* _Aim of the task_: Search term "rock": please copy every line of the records below that contains it.

* _Data section_:
•••••

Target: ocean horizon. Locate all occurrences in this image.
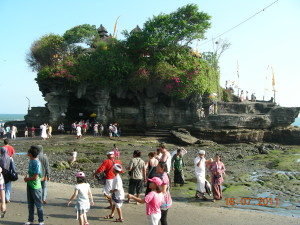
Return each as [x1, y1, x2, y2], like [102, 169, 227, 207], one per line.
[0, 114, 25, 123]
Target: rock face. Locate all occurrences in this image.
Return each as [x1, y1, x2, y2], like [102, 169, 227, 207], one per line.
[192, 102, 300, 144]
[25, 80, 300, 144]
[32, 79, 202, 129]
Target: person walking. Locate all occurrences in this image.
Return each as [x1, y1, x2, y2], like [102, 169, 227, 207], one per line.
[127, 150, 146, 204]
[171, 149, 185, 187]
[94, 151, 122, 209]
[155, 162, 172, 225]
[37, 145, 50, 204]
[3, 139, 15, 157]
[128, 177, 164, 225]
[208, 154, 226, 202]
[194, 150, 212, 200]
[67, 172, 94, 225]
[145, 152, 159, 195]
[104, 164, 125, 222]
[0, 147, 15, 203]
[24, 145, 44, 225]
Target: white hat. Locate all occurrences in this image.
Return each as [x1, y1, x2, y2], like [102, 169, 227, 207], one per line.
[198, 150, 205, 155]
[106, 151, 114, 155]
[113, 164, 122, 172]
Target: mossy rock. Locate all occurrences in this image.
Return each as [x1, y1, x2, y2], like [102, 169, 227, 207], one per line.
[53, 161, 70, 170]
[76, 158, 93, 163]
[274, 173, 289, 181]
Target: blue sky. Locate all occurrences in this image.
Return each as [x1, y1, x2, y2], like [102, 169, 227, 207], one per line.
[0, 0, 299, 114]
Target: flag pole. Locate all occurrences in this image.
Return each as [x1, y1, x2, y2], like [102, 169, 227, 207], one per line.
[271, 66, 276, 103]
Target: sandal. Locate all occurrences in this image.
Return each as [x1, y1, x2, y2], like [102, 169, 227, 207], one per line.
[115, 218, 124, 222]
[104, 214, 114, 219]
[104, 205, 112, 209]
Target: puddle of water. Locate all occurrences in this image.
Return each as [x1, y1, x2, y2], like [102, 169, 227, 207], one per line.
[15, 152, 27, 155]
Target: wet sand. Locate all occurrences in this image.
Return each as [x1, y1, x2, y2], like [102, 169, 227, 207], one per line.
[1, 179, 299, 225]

•••••

* _Task output_:
Target: rock face. Locate all occurrences in this image.
Target: mossy rock. Locate all occurrences in this image.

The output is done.